The LCD controller 4 is arranged so that at the time of normal operations, the display controller 11 is connected to the MPU 6 through the external interface and also connected to the LCD panel 5 via output terminals from the gradation voltage selector circuit 15. Additionally, an enable (Enable) terminal, data input (DataIn) terminal and shift clock (SCLK) terminal are coupled to ground potential at external portions, while a data output (DataOut) terminal is set in an open state on the outside. In contrast, on the inside, respective signals coming from the Enable terminal and DataIn terminal and signals from Enable terminal and SCLK terminal are input to the shift register 13 through logic gates; the signal from Enable terminal and a latch clock signal from the display controller 11 are input via a logic gate to the shift register 13 as a “Load” input; and, a signal from the shift register 13 is output as a “SerialOut” output from a “DataOut” terminal.

During normal operations, in this connection state, the “Load” input of the shift register 13 through the Enable terminal is set to be valid, and any inputs of the DataIn and SCLK terminals are set in an invalid state. An output of the display data RAM 12 is retained in the shift register 13 by a latch clock signal as output from the display controller 11. In responding to the output of this shift register 13, the gradation voltage selector circuit 15 is controlled to output a specified gradation voltage toward an output terminal, thus performing an operation which is similar to that of the prior art circuit (FIG. 11).

In the LCD controller 4 also, at the time of testing the digital and analog functional units, the external interface to the display controller 11, output terminals from the gradation voltage selector circuit 15, Enable terminal (second terminal), DataIn terminal (second terminal), SCLK terminal (second terminal) and DataOut terminal (first terminal) are each connected to a tester so that a variety of kinds of tests are performed by using signals from this tester. Here, an explanation will be given in brief of only those operations at the time of testing the digital and analog functional units: various kinds of test items will be described in detail later.

At the time of testing the digital functional unit, after having held an output of the display data RAM 12 in the shift register 13 in the same state as that during normal operations, the Load input of shift register 13 is set in an invalid state through Enable terminal and inputs of the DataIn and SCLK terminals are set in a valid state. Then, a shift clock signal is input from the SCLK terminal to sequentially read the output of the display data RAM 12 that is presently held in the shift register 13 toward the outside through the DataOut terminal, thereby to perform comparison and determination or “judgment” with respect to an expected value.

TASKS TO CARRY OUT:
[a] According to the LCD controller text, what state is the DataOut terminal set in on the outside?
[b] Carry on the LCD controller text after its last sentence.

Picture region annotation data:
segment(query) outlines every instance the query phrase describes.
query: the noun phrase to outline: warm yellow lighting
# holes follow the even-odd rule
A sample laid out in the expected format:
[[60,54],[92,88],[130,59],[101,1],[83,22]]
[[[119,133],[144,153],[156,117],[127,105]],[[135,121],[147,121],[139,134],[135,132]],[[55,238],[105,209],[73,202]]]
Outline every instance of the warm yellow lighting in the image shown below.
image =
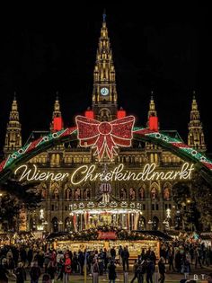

EXPECTED ANSWERS:
[a] It is set in an open state.

[b]
On the other hand, during testing of the analog functional unit, the Load input of the shift register 13 is set in the invalid state through Enable terminal while the inputs of DataIn and SCLK terminals are set in the valid state. Then, prespecified data which is synchronized with the shift clock being input from the SCLK terminal is set to the DataIn terminal and then the data is set in the shift register 13. Thus it is possible to perform and implement a functional test of the gradation voltage selector circuit 15 independently of the digital functional unit.

An explanation will next be given of one example of the arrangement and operation of the liquid crystal driver circuit in case the shift register is divided into N portions in this embodiment, with reference to FIG. 3. FIG. 3 is a diagram showing a configuration of the liquid crystal driver circuit in the case of N division of the shift register.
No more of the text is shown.